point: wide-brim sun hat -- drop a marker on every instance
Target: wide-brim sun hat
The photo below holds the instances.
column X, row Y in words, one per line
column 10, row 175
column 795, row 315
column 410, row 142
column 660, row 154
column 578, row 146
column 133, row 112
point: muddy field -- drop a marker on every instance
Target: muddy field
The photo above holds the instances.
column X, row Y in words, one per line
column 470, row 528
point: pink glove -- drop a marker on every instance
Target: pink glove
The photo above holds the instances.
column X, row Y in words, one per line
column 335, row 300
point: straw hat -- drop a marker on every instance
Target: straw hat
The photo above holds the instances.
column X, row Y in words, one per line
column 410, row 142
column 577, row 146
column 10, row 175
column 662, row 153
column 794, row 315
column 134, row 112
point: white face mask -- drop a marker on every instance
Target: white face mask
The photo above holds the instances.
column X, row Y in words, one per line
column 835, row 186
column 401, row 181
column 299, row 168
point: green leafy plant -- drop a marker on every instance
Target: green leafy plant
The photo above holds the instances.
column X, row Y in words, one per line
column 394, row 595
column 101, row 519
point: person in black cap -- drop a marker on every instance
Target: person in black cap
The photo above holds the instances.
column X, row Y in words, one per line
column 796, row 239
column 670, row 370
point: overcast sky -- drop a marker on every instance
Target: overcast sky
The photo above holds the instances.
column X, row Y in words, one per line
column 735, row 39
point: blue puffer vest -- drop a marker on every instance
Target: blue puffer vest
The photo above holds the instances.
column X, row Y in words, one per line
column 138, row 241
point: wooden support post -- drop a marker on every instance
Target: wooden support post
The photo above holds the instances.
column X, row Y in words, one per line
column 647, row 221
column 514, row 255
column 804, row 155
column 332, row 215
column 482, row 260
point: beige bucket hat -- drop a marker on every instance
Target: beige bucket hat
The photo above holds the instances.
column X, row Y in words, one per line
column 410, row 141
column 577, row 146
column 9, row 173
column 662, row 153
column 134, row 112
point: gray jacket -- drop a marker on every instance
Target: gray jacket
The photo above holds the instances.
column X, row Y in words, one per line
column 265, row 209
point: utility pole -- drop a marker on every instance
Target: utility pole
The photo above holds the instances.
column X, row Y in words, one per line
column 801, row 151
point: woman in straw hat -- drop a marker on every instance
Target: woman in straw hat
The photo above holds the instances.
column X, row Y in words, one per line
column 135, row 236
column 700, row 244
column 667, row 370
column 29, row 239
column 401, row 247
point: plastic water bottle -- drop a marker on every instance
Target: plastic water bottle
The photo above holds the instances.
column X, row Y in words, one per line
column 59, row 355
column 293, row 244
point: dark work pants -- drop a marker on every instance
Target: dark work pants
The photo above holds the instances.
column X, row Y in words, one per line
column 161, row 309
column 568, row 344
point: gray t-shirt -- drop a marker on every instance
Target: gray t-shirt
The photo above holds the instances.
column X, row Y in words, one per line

> YOUR INSTRUCTIONS: Copy all of the material above word for word, keeping every line as it stands.

> FINAL RESULT:
point: wide-brim sun hat -- drop a marker on every instance
Target: wide-brim sun hat
The photo below holds the instances.
column X, row Y in words, one per line
column 10, row 175
column 795, row 315
column 410, row 142
column 660, row 154
column 578, row 146
column 133, row 112
point: muddy field -- drop a marker on every instance
Target: muddy field
The photo above holds the instances.
column X, row Y in words, one per line
column 470, row 528
point: pink glove -- drop a marker on every instance
Target: pink glove
The photo above holds the instances.
column X, row Y in words, one per line
column 335, row 300
point: straw hat -- drop a marker on every instance
Target: straw hat
The photo above holds the instances.
column X, row Y in words, one per line
column 410, row 142
column 577, row 146
column 10, row 175
column 662, row 153
column 794, row 315
column 134, row 112
point: white face mask -- drop a marker on every instance
Target: white face mask
The photo above holds the instances.
column X, row Y in words, one per line
column 835, row 186
column 401, row 181
column 299, row 168
point: green leafy plant -- drop a marker on every instance
Target: green leafy plant
The photo above holds the instances.
column X, row Y in words, one per line
column 394, row 595
column 101, row 519
point: person in black cap -- drop a marker on every instance
Target: person in black cap
The photo above holds the instances.
column X, row Y in words, one per line
column 796, row 239
column 670, row 370
point: overcast sky -- drop a marker on every instance
Target: overcast sky
The photo above holds the instances.
column X, row Y in words, one per line
column 735, row 39
point: blue puffer vest -- drop a marker on every instance
Target: blue puffer vest
The photo above holds the instances.
column X, row Y in words, one per line
column 138, row 241
point: wooden support post -- drop a marker on every instance
Target: wooden support post
The photo above holds the instances.
column X, row Y in words, one per line
column 647, row 221
column 514, row 255
column 804, row 155
column 332, row 215
column 482, row 260
point: beige bucket hat -- drop a marker on every instance
Target: beige bucket hat
The photo above holds the instances.
column X, row Y in words, one per line
column 410, row 141
column 577, row 146
column 9, row 173
column 662, row 153
column 134, row 112
point: gray jacket -- drop a marker on every instance
Target: gray jacket
The photo above holds the instances.
column X, row Y in words, one per line
column 265, row 209
point: utility pole -- drop a marker on every instance
Target: utility pole
The photo above holds the instances.
column X, row Y in words, one per line
column 801, row 151
point: woman in straw hat -- drop a marker on every instance
Target: woman in straw hat
The photo above holds the instances.
column X, row Y in words, one per line
column 135, row 236
column 700, row 244
column 667, row 370
column 29, row 239
column 401, row 247
point: plastic water bottle -- drop a marker on every instance
Target: plastic water bottle
The photo above holds the instances.
column X, row Y in words, one per line
column 59, row 355
column 293, row 244
point: dark work pants -- drop a marker on every instance
Target: dark work pants
The photo above holds the instances.
column X, row Y in words, one per line
column 161, row 309
column 568, row 344
point: gray t-shirt -- drop a marker on every instance
Target: gray t-shirt
The photo above holds the instances.
column X, row Y in words, one per line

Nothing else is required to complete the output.